**Work required:**
Copy the entries from the start down to the line with "column 144, row 576", renaming "sunglasses" to "eyeglasses" and leaving everything else unchanged.

··· Material provided

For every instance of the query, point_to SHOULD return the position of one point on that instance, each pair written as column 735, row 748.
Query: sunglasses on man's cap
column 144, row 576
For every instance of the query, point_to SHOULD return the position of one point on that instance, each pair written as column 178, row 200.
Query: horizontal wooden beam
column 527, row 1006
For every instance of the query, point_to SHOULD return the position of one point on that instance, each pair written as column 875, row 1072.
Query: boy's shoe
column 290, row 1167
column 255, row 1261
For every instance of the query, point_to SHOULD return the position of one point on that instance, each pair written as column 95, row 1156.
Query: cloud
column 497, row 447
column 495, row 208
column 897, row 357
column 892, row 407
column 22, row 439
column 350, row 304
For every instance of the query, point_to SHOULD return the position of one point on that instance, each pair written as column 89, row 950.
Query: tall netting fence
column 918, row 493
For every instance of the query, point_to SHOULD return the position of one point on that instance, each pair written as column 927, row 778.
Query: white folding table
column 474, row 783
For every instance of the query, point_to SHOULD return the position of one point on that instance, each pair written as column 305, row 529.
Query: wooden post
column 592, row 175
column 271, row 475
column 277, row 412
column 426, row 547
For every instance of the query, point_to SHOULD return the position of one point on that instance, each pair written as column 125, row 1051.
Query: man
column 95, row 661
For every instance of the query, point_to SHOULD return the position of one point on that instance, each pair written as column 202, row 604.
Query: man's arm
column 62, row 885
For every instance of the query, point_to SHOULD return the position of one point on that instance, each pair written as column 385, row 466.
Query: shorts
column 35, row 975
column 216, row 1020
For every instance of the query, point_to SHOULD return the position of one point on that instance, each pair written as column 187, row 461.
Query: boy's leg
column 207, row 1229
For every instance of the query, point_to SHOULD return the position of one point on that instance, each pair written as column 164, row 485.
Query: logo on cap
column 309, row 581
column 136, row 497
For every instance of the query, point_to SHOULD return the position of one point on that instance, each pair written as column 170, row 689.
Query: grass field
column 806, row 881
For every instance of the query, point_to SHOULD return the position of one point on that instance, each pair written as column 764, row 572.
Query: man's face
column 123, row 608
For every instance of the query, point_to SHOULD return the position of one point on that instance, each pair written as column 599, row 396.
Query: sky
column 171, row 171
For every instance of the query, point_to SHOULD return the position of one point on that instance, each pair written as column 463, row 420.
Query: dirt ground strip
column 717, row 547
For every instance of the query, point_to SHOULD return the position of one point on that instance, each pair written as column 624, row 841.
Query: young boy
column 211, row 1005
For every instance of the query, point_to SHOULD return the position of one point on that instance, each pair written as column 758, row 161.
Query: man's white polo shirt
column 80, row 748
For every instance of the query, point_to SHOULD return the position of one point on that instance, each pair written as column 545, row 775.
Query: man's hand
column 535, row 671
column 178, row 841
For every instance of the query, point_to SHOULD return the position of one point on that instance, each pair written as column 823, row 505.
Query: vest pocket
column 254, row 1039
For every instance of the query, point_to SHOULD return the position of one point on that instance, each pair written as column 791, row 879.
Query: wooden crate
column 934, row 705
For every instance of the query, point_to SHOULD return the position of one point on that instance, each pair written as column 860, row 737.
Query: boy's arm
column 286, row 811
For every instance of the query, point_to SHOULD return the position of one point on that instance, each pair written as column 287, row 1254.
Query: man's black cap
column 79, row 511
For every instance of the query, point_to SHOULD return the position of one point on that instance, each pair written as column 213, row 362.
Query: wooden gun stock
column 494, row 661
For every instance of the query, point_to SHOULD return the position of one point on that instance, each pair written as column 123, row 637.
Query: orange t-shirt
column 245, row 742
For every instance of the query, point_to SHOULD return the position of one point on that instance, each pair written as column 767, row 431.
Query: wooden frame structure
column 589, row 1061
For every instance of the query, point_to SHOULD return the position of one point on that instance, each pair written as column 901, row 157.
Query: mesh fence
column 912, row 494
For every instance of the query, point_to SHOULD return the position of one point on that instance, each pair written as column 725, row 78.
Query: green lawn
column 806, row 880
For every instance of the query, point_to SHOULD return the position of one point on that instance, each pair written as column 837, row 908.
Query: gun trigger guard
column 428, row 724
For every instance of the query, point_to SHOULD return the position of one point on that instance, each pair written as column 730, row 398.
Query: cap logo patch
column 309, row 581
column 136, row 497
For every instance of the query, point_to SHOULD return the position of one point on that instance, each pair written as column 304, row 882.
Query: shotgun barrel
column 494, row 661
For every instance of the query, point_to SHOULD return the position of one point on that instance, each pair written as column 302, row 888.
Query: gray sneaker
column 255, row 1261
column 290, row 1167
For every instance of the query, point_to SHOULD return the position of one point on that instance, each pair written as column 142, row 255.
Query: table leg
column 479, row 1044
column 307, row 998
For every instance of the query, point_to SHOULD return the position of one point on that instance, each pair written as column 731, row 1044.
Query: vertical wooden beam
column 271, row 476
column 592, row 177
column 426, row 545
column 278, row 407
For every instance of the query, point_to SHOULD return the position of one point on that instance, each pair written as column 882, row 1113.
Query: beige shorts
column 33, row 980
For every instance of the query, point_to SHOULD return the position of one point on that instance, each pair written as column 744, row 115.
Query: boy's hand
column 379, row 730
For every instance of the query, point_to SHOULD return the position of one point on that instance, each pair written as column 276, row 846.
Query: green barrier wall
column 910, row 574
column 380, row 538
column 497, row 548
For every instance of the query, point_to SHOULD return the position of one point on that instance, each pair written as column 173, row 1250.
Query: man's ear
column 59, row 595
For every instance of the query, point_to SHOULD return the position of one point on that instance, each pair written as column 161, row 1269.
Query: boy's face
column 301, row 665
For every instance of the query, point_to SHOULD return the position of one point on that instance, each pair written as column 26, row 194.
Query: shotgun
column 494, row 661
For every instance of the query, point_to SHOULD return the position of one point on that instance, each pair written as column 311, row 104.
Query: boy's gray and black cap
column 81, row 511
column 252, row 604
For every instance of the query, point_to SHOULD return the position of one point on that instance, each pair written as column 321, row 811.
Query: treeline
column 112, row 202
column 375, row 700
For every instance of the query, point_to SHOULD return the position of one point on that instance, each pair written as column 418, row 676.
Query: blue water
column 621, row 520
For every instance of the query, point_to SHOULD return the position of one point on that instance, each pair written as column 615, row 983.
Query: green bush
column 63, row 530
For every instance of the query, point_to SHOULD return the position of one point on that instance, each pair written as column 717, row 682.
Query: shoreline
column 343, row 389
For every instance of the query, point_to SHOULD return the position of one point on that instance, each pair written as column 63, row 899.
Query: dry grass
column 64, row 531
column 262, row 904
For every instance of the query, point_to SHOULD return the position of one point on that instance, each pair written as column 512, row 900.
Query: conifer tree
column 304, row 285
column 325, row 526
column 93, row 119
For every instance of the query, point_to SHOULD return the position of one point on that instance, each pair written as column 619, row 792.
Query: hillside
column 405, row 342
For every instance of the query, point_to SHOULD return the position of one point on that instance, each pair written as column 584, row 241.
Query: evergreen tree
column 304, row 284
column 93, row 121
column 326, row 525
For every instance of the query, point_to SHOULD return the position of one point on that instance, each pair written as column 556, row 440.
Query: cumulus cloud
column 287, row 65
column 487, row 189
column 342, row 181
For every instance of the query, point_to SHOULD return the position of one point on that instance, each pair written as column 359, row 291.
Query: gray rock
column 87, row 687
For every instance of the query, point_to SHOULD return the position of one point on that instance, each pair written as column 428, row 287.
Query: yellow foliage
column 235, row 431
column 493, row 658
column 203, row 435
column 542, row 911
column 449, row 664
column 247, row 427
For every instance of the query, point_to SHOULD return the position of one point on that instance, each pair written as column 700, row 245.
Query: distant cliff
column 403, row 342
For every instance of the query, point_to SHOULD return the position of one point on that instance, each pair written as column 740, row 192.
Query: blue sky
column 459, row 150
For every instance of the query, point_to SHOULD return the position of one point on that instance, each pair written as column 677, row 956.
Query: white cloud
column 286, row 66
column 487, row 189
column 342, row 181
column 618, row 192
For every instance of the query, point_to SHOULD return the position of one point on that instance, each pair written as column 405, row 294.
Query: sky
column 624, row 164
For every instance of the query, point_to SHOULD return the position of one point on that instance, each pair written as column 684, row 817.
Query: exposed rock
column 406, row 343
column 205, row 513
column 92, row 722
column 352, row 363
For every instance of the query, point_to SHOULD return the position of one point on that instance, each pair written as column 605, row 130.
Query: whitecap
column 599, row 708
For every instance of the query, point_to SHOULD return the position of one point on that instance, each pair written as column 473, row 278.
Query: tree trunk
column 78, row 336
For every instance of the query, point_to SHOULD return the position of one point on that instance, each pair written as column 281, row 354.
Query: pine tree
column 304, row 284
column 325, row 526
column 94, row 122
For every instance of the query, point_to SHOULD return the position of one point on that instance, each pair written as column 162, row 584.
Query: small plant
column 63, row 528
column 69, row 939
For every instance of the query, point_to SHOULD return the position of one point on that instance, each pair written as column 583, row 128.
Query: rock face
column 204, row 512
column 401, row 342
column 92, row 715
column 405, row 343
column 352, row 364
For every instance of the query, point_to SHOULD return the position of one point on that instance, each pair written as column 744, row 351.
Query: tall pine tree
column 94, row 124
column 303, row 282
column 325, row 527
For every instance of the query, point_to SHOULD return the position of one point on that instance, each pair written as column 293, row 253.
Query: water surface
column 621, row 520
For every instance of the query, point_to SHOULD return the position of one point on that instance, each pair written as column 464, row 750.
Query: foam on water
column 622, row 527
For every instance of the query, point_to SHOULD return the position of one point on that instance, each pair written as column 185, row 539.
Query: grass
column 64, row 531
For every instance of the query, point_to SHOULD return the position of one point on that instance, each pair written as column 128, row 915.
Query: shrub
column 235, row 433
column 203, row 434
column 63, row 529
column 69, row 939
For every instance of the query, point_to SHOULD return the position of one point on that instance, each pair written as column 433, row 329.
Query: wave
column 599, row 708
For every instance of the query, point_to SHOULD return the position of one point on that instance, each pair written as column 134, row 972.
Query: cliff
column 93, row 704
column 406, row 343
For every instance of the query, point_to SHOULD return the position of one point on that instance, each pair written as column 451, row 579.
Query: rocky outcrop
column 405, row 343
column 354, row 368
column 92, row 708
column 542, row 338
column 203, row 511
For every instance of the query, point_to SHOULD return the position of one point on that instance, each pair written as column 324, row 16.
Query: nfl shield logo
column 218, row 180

······

**Written answer:**
For every instance of the query, point_to SHOULD return the position of one point on that instance, each pair written as column 735, row 748.
Query: eyeglasses on man's cap
column 144, row 576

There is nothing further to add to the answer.